= COMPLETE THE FOLLOWING =
(1) Condense the paragraph of the divorce insurance text that begins "Because insurance changes the costs of misfortune" into a short list that keeps its main facts.
(2) Reproduce word for word the part of the divorce insurance text from "Moral hazard is the" to "same outcome occurs.".

= SUPPLIED TEXT =
####################
Then, if you get divorced and your policy has matured (see below for the maturation rules), you would send WedLock proof of your divorce. In return, you’d receive a lump sum of cash equivalent to the amount of coverage you had purchased.
So how does the company prevent people who know they are going to get a divorce from signing up? To prevent that kind of adverse selection, the policies don’t mature until 48 months after their effective date (though people can purchase additional riders to reduce that maturity period to 36 months and to get their premiums back if they happen to divorce before the policy matures).
And what about other possible selection problems related to people with volatile relationships or a family history of divorce purchasing policies in large numbers? John A. Logan, chief executive officer of SafeGuard Guaranty, said the company has performed risk assessment and actuarial studies with this in mind. He notes that even in the worst case scenario, not all of those divorces would happen at once.
Interesting that the article mentions the adverse selection problem but says nothing about moral hazard:
Because insurance changes the costs of misfortune, and because people's choices depend on costs and benefits, insurance should change people's behavior. They should make less effort to avoid misfortune, and this change in behavior is called moral hazard. For example, if an accident costs a person $1000 but insurance pays $900, the insured person has less incentive to avoid the accident. If the accident costs the person $1000 but pays $2000, the person not only has no incentive to avoid the accident but may have an incentive to seek it out.
Sometimes moral hazard is dramatic. Fire insurance encourages arson, automobile insurance encourages accidents, and disability insurance encourages dismemberment. In a story in its December 23, 1974 issue, The Wall Street Journal reported this bizarre instance of moral hazard:
"[T]here is the macabre case of "Nub City," a small Florida town that insurance investigators decline to identify by its real name because of continuing disputes over claims. Over 50 people in the town have suffered 'accidents' involving the loss of various organs and appendages, and claims of up to $300,000 have been paid out by insurers. Their investigators are positive the maimings are self-inflicted; many witnesses to the 'accidents' are prior claimants or relatives of the victims, and one investigator notes that 'somehow they always shoot off parts they seem to need least.'"
The problem of moral hazard also affects government programs that insure people against misfortune. A variety of programs help people who suffer the misfortune of poverty. Aid to dependent children helps people who suffer the misfortune of having children to raise that they cannot financially support. Unemployment compensation pays people who suffer the misfortune of losing their jobs. Food stamps and public housing help the poor. Yet all these programs also suffer from problems of moral hazard. They increase children born out of wedlock, unemployment, and poverty.
Moral hazard is the result of maximizing behavior. A person weighs the costs and benefits of an action, and when benefits exceed costs, he takes the action. This does not mean that if a person has a building insured for $50,000 but only has a market value of $30,000, the owner will necessarily commit arson. There may be costs of violating one's moral code and of getting caught and convicted for arson. But some people put into this situation will find a way to torch the building because they do not find the cost of violating a moral code very high and they consider the chances of being caught small, and other people will be less careful about avoiding fires. Moral hazard does not require that people intentionally cause the misfortune. If they simply take fewer measures to prevent misfortune, the same outcome occurs.
####################
(Dataset excerpt)
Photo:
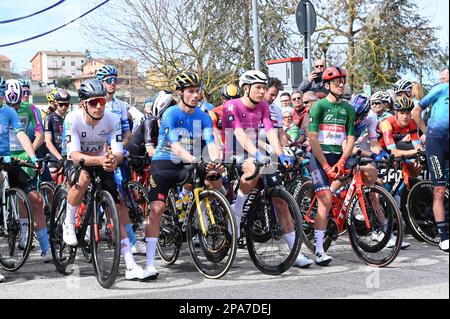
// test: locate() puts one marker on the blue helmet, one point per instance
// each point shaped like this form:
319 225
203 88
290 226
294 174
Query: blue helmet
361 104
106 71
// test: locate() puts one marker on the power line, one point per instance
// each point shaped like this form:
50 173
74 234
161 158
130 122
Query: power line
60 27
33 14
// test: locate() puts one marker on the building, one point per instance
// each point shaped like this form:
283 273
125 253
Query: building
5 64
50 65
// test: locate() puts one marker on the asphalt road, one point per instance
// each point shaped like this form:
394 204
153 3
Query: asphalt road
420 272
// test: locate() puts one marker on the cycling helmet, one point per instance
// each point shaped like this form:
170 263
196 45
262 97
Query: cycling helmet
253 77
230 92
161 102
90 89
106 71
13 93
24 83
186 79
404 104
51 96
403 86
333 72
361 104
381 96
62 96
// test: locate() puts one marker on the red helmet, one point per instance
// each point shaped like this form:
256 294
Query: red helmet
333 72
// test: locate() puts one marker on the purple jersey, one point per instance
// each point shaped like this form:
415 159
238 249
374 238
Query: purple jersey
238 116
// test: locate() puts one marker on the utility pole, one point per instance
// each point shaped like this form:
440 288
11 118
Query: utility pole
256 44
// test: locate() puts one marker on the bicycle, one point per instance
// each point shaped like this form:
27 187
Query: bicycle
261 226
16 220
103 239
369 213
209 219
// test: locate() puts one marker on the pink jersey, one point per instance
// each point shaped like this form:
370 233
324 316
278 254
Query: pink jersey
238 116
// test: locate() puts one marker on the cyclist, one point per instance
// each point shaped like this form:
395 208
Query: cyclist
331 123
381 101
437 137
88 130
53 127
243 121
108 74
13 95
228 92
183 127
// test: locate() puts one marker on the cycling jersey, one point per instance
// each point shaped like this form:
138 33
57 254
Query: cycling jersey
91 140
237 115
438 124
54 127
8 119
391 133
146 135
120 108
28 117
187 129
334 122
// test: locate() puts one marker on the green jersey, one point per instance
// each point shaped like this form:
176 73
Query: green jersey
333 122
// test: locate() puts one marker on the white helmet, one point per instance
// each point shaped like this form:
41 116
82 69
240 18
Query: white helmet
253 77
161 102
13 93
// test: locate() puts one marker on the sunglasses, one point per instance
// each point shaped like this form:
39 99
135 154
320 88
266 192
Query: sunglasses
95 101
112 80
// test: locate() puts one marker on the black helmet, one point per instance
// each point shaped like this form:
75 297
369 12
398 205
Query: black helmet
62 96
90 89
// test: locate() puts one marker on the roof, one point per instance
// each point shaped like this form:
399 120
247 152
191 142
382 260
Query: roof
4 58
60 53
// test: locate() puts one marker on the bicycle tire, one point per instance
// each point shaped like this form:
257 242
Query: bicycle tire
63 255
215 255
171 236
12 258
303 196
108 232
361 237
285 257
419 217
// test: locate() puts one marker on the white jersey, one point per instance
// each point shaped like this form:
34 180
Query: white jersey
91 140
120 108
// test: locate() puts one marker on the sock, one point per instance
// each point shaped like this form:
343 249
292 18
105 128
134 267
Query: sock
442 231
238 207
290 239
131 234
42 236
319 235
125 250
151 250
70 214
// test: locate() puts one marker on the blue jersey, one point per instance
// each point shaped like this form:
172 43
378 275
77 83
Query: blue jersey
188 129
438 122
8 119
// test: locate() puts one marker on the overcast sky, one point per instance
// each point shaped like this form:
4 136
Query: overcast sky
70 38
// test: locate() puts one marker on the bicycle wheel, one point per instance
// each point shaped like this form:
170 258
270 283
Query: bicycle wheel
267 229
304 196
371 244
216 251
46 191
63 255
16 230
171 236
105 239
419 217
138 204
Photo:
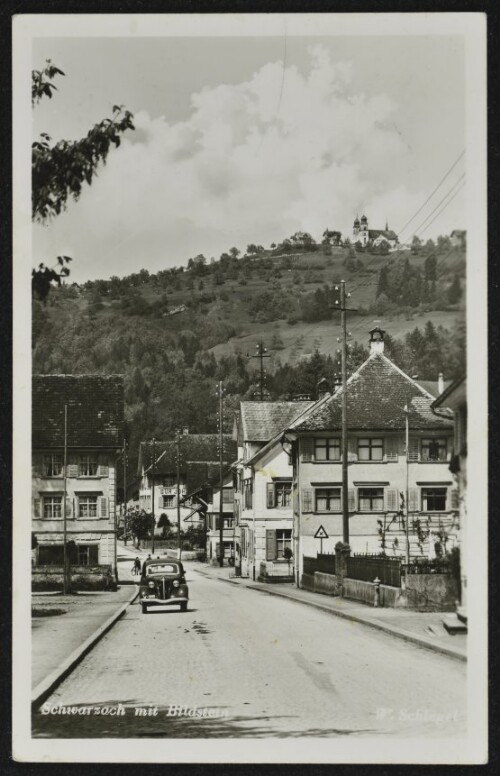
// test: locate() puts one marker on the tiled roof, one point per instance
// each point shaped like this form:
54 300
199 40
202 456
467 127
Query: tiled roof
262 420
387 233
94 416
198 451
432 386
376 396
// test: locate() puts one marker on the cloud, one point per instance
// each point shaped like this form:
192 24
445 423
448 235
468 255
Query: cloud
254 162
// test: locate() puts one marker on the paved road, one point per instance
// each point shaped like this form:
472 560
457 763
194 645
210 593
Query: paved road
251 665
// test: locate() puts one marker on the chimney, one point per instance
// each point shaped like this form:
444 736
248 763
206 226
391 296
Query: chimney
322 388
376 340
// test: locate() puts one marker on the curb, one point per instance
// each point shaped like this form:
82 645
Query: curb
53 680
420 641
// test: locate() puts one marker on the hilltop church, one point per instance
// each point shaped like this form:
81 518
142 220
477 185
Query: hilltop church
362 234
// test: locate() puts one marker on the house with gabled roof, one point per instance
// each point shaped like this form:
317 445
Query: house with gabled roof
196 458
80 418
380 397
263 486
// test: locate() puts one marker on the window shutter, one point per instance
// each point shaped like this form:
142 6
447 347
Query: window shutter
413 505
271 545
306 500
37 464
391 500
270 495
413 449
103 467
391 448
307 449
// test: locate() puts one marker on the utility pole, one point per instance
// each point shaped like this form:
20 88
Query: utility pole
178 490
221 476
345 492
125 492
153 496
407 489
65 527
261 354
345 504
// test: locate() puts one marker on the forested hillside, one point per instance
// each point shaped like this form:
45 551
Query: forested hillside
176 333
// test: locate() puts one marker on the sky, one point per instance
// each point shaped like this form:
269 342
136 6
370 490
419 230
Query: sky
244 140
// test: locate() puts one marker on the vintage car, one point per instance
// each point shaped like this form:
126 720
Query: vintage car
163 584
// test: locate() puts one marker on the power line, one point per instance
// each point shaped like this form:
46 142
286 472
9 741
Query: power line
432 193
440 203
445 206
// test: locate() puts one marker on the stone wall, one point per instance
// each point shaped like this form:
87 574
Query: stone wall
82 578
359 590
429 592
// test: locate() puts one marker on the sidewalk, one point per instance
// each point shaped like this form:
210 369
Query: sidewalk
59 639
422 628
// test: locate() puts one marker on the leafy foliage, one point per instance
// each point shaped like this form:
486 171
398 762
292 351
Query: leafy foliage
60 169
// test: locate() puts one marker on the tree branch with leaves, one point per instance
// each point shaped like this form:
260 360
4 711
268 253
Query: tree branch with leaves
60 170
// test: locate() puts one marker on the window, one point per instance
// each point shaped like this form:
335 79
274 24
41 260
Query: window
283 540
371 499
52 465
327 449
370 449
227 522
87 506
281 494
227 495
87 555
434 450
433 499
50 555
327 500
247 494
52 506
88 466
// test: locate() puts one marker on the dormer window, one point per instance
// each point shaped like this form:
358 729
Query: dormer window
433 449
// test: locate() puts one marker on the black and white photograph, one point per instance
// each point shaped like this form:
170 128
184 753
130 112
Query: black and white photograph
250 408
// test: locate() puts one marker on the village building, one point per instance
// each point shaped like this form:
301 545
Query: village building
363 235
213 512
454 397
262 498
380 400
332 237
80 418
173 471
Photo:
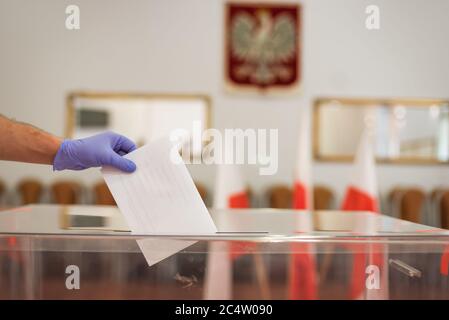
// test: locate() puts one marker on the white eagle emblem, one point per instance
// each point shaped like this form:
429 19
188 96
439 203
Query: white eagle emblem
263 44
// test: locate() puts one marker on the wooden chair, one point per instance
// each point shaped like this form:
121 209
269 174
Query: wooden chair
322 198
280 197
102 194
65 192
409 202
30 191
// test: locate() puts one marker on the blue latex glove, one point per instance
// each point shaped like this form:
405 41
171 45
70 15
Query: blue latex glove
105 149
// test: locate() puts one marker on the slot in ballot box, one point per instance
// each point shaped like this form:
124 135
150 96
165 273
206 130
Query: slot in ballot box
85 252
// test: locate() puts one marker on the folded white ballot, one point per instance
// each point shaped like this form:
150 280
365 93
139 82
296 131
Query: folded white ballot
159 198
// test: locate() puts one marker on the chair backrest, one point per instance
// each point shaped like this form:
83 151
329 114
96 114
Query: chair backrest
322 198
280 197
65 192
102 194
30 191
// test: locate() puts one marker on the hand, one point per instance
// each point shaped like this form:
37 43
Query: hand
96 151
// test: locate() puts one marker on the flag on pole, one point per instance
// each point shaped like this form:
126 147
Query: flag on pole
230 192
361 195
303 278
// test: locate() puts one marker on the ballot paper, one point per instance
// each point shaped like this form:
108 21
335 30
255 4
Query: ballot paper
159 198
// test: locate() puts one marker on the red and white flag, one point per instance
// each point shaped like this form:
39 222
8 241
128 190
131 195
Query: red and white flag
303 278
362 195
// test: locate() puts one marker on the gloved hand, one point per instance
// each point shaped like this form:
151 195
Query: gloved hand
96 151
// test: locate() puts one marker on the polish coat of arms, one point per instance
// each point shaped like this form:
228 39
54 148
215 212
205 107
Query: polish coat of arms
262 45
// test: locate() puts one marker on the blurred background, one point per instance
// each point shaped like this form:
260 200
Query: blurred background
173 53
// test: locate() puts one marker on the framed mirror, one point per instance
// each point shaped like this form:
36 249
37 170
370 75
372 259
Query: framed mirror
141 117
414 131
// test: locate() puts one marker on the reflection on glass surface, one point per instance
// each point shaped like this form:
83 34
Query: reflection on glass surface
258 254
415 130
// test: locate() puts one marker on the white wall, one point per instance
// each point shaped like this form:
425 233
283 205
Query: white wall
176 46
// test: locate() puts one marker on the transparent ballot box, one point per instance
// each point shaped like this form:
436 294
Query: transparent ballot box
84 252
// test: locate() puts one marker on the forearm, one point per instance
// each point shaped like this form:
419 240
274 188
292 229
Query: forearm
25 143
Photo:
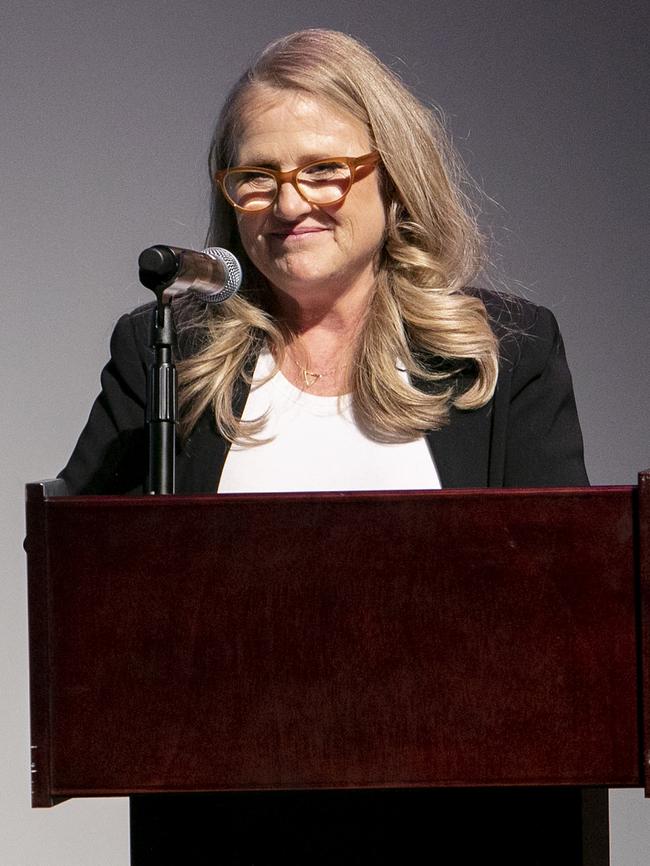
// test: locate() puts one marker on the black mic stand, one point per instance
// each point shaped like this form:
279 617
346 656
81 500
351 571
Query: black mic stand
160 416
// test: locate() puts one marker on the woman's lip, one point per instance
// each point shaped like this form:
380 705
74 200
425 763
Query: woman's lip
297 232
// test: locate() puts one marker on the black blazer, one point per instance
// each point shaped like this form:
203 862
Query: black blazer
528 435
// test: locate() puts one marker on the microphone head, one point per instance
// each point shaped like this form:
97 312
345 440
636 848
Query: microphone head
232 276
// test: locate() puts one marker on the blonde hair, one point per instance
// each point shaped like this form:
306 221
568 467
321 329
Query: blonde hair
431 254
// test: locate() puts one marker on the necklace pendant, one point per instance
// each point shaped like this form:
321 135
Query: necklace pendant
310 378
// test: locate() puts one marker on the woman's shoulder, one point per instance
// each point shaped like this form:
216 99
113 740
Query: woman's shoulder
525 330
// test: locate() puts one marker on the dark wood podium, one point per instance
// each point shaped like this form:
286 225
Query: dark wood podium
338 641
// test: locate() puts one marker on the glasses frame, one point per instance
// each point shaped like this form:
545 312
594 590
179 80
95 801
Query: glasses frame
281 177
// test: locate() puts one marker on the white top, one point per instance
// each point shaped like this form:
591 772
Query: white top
####################
= SOLUTIONS IN ORDER =
(1)
- Insurance changes the costs of misfortune. Because people's choices depend on costs and benefits, it changes their behavior.
- Insured people make less effort to avoid misfortune. This change is called moral hazard.
- If an accident costs someone $1000 and insurance pays $900, that person has less incentive to avoid it.
- If the accident costs $1000 but insurance pays $2000, the person has no incentive to avoid it and may have an incentive to seek it out.

(2)
Moral hazard is the result of maximizing behavior. A person weighs the costs and benefits of an action, and when benefits exceed costs, he takes the action. This does not mean that if a person has a building insured for $50,000 but only has a market value of $30,000, the owner will necessarily commit arson. There may be costs of violating one's moral code and of getting caught and convicted for arson. But some people put into this situation will find a way to torch the building because they do not find the cost of violating a moral code very high and they consider the chances of being caught small, and other people will be less careful about avoiding fires. Moral hazard does not require that people intentionally cause the misfortune. If they simply take fewer measures to prevent misfortune, the same outcome occurs.